### Exercise objective
What lines below contain the string "resolution"? List them all.

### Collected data
----

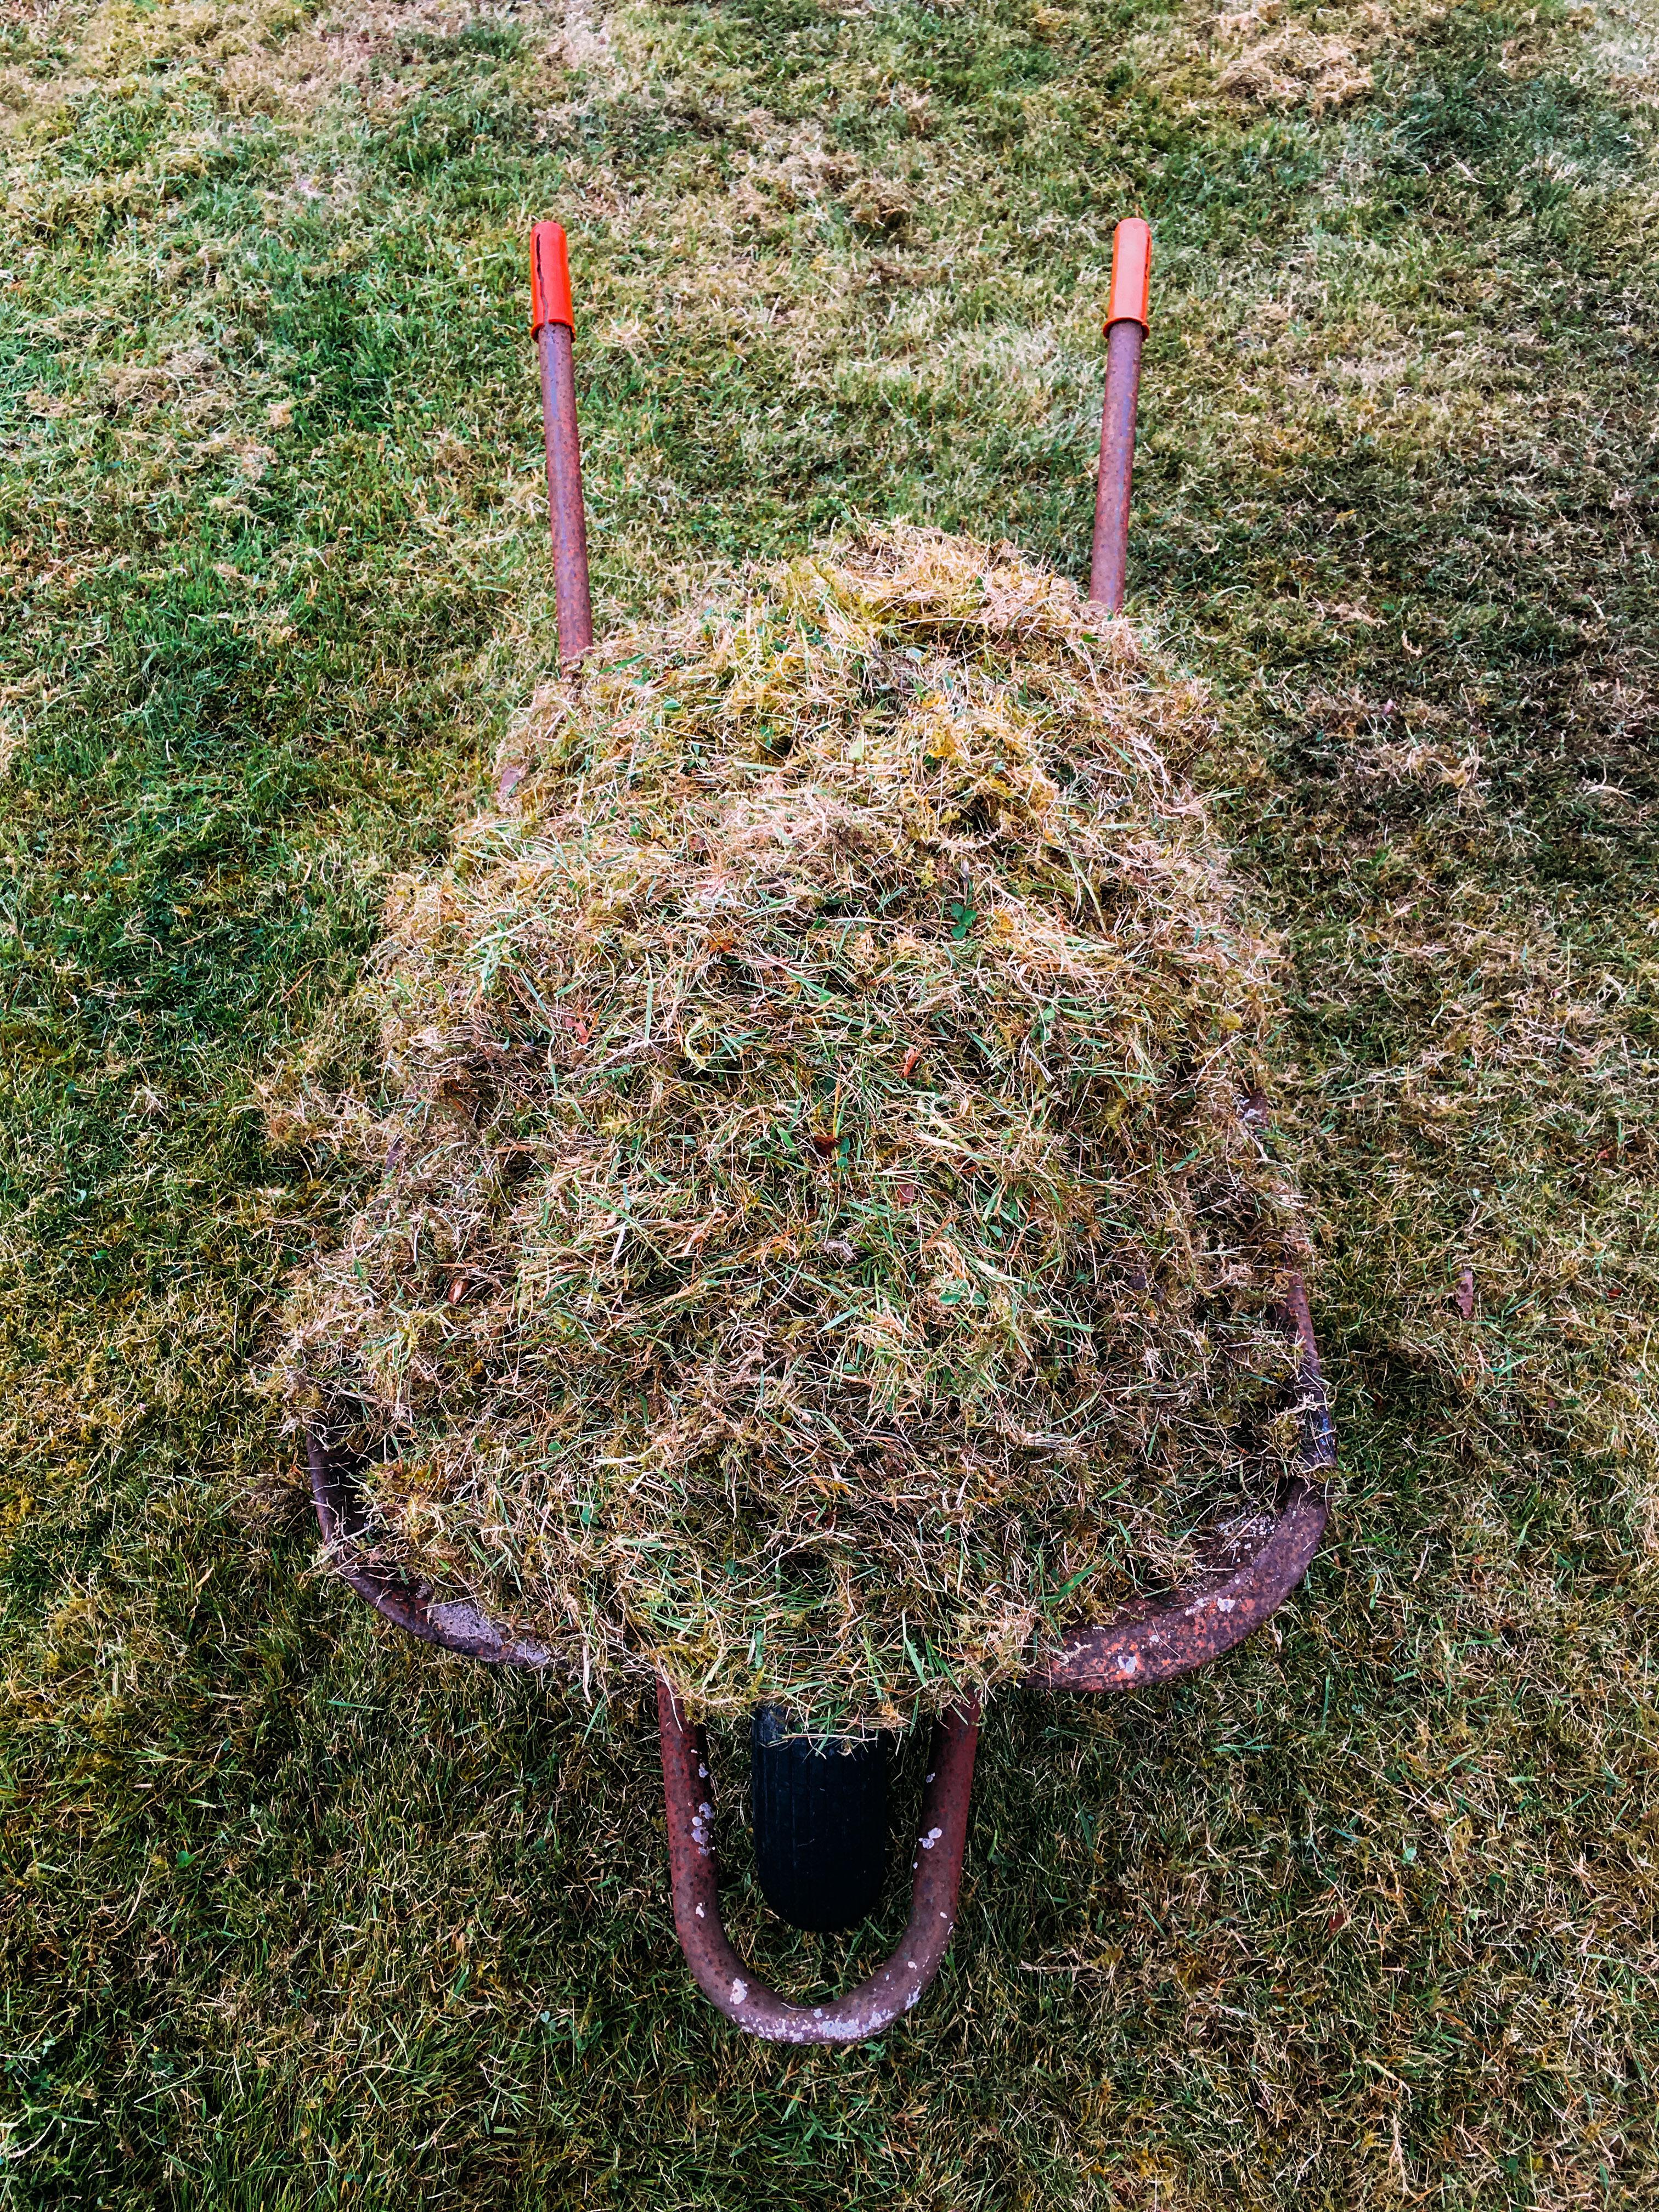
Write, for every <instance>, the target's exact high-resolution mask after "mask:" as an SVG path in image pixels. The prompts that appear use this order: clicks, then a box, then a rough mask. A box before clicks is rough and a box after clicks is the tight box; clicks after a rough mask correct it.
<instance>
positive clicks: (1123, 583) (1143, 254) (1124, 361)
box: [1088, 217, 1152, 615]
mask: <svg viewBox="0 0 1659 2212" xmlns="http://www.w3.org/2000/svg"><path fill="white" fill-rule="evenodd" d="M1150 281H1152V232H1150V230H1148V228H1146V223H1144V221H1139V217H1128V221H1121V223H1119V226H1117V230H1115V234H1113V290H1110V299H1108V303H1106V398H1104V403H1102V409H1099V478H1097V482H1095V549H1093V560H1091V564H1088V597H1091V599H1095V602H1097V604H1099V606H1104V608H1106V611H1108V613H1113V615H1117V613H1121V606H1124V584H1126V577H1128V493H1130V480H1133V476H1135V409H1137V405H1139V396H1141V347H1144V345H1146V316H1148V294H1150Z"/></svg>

----

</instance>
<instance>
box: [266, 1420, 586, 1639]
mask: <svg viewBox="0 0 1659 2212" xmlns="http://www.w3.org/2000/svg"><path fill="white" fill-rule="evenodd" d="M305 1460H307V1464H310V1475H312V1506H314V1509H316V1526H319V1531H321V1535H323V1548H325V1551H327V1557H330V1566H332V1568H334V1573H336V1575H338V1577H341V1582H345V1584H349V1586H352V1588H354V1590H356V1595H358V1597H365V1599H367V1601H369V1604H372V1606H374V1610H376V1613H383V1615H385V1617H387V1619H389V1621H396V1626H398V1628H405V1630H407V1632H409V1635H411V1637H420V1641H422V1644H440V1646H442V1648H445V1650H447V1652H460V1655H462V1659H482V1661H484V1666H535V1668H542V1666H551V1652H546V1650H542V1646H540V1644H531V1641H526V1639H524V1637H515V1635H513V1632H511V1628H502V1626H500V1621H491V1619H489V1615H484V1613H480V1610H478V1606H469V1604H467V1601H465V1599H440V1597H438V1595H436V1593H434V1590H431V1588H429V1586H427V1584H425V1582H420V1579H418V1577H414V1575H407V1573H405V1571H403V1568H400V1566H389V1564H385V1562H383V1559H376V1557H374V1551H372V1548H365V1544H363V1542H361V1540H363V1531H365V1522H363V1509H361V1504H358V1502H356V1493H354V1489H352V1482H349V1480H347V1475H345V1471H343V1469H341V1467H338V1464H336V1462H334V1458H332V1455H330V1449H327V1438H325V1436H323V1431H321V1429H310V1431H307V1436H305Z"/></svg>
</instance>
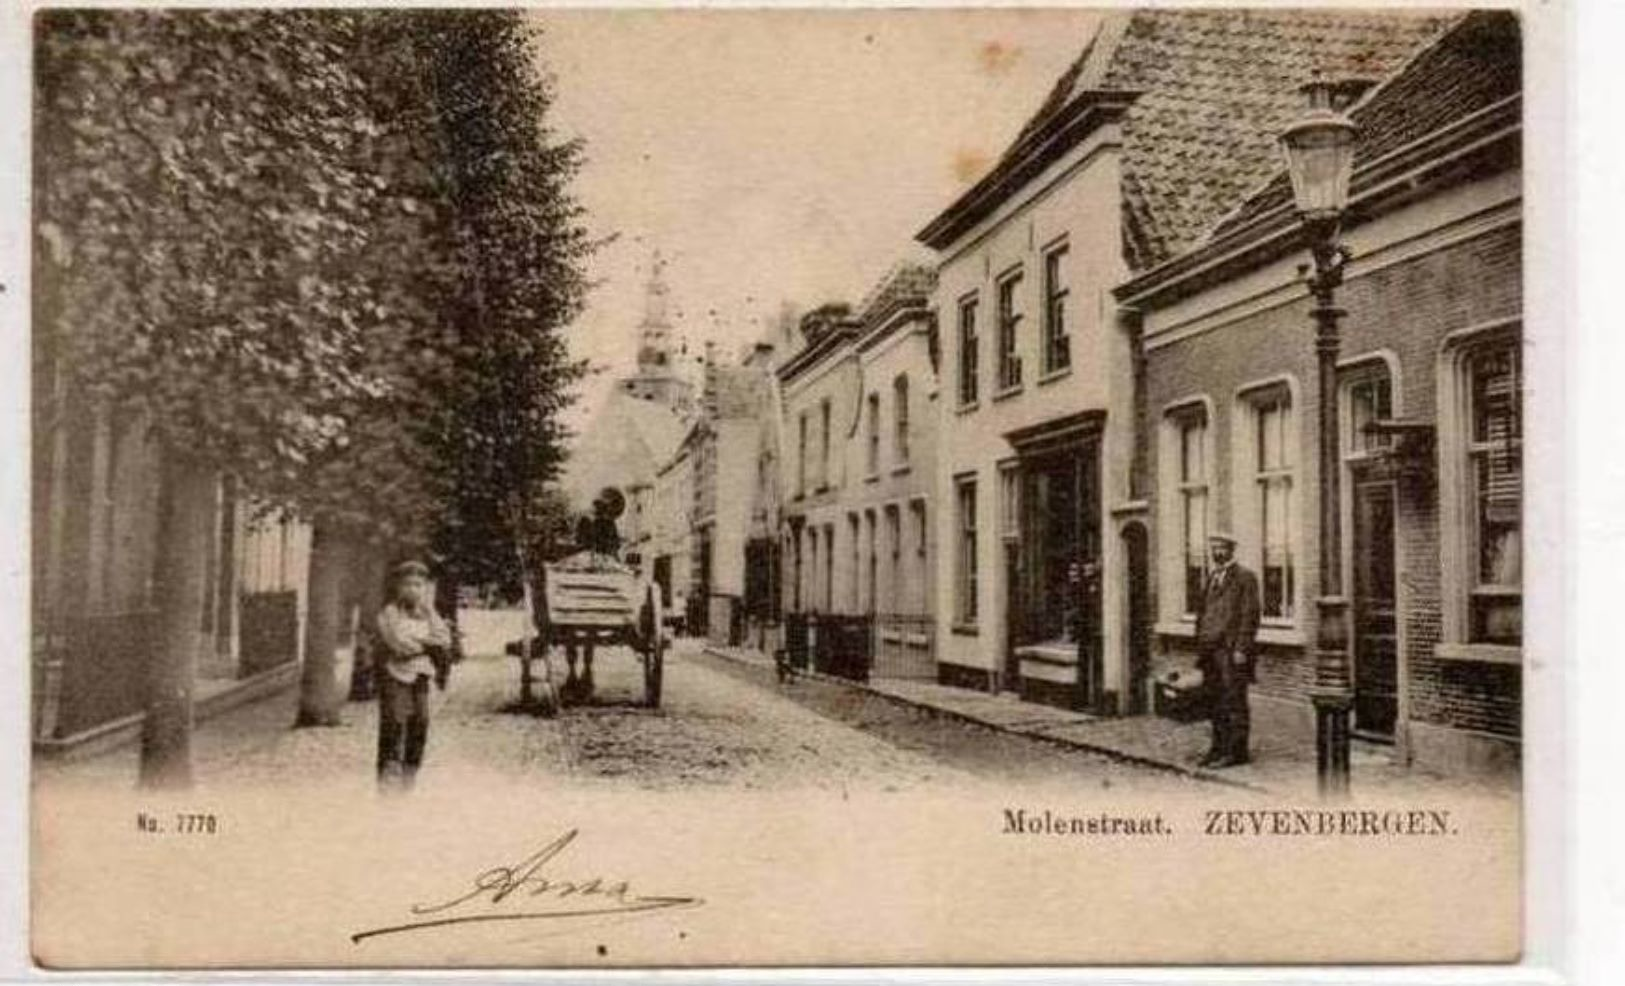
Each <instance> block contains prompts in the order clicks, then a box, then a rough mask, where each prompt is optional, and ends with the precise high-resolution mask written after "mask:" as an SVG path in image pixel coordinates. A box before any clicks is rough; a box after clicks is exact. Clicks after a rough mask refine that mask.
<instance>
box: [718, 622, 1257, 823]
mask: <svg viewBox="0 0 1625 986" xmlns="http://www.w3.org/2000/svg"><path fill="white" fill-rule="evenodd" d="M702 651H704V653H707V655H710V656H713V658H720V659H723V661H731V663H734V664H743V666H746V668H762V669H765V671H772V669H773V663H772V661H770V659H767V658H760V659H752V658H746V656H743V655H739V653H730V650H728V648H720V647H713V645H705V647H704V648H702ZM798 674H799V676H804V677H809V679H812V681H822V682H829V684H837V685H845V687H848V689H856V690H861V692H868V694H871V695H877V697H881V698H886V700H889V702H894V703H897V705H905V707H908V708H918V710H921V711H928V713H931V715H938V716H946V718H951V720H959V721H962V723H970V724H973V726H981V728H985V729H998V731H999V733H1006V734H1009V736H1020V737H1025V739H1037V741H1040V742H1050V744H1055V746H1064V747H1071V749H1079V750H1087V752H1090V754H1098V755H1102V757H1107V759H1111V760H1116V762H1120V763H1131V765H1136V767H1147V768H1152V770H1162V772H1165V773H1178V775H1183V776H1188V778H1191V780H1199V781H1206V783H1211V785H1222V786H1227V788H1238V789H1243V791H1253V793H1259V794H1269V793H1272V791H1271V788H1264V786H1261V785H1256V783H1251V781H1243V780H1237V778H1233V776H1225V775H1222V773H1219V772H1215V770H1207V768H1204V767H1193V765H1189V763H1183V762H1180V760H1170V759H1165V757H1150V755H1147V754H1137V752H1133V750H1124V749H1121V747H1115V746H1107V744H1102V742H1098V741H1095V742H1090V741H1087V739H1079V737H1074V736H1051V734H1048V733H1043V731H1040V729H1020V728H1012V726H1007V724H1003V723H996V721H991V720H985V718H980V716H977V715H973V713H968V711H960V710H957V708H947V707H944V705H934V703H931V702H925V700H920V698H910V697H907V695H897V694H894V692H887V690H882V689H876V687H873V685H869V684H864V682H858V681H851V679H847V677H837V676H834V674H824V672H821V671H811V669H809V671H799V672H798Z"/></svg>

----

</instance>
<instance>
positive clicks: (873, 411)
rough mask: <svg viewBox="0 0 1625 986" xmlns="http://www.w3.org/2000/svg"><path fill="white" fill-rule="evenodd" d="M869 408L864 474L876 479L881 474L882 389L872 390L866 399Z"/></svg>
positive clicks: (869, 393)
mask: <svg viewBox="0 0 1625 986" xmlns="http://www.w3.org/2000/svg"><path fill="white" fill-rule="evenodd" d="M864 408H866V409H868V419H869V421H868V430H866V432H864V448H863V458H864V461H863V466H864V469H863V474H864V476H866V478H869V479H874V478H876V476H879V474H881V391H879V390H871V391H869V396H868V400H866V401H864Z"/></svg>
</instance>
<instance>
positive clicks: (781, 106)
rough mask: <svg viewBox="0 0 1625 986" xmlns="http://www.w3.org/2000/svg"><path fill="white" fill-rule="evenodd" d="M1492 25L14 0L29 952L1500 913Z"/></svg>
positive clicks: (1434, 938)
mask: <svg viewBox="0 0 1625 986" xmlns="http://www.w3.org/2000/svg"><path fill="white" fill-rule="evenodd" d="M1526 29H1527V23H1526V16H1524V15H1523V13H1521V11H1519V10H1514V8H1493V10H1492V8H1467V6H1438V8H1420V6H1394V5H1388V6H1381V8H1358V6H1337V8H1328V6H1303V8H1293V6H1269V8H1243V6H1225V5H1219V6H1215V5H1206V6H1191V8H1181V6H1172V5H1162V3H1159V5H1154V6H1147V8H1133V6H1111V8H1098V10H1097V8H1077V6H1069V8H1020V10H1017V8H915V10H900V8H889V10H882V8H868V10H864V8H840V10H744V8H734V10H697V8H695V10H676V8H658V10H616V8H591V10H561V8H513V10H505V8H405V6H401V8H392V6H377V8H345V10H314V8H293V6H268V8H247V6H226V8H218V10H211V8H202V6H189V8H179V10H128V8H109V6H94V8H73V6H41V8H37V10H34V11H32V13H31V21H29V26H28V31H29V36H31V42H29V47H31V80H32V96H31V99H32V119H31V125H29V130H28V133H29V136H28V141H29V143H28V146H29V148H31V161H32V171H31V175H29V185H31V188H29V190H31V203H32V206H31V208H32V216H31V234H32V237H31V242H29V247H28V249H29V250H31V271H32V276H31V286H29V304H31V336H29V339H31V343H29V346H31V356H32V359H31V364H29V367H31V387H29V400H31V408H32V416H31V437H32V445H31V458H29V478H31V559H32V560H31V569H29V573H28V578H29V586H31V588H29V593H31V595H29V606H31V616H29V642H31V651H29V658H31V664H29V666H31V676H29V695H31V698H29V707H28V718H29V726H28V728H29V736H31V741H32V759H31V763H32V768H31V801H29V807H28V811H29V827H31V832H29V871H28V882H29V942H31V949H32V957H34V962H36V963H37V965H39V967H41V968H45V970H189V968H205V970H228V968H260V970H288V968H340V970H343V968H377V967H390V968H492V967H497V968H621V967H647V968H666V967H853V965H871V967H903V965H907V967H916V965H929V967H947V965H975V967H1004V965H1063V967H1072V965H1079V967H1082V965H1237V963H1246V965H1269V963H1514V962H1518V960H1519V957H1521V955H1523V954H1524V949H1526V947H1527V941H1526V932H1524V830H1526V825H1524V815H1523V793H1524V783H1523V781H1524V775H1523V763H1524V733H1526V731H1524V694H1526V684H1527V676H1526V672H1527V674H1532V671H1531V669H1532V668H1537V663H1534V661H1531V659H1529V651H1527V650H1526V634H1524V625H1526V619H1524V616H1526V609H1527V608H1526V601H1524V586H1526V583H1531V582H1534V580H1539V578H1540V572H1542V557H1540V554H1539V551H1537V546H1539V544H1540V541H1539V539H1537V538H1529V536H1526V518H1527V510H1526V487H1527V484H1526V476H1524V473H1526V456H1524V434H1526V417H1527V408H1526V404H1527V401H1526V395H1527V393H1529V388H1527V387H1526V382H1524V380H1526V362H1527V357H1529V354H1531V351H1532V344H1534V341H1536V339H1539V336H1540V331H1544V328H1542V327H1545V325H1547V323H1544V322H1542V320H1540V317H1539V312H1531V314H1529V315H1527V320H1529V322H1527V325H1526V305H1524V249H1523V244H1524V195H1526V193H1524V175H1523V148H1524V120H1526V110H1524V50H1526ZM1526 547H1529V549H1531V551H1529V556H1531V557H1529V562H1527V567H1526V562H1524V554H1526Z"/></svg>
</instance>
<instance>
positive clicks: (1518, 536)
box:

----

### Response to this exercise
Write, for every <instance>, the target's exact high-resolution mask after "mask:" as an SVG path in image pixels. The prompts that appear use this order: clicks, then a box, then a rough mask. A box before clicks is rough and a box after clicks is the tight box; clicks after a rough mask correct it.
Each <instance> block contains prompts in the order clicks, then a box, then a rough mask, where each prompt is optional, and ends with the precise high-resolution mask written after "mask:" as an SVG path in image pixel coordinates. A box before any clicks is rough; a box after clicks is exact. Clicks after a rough mask refine that mask.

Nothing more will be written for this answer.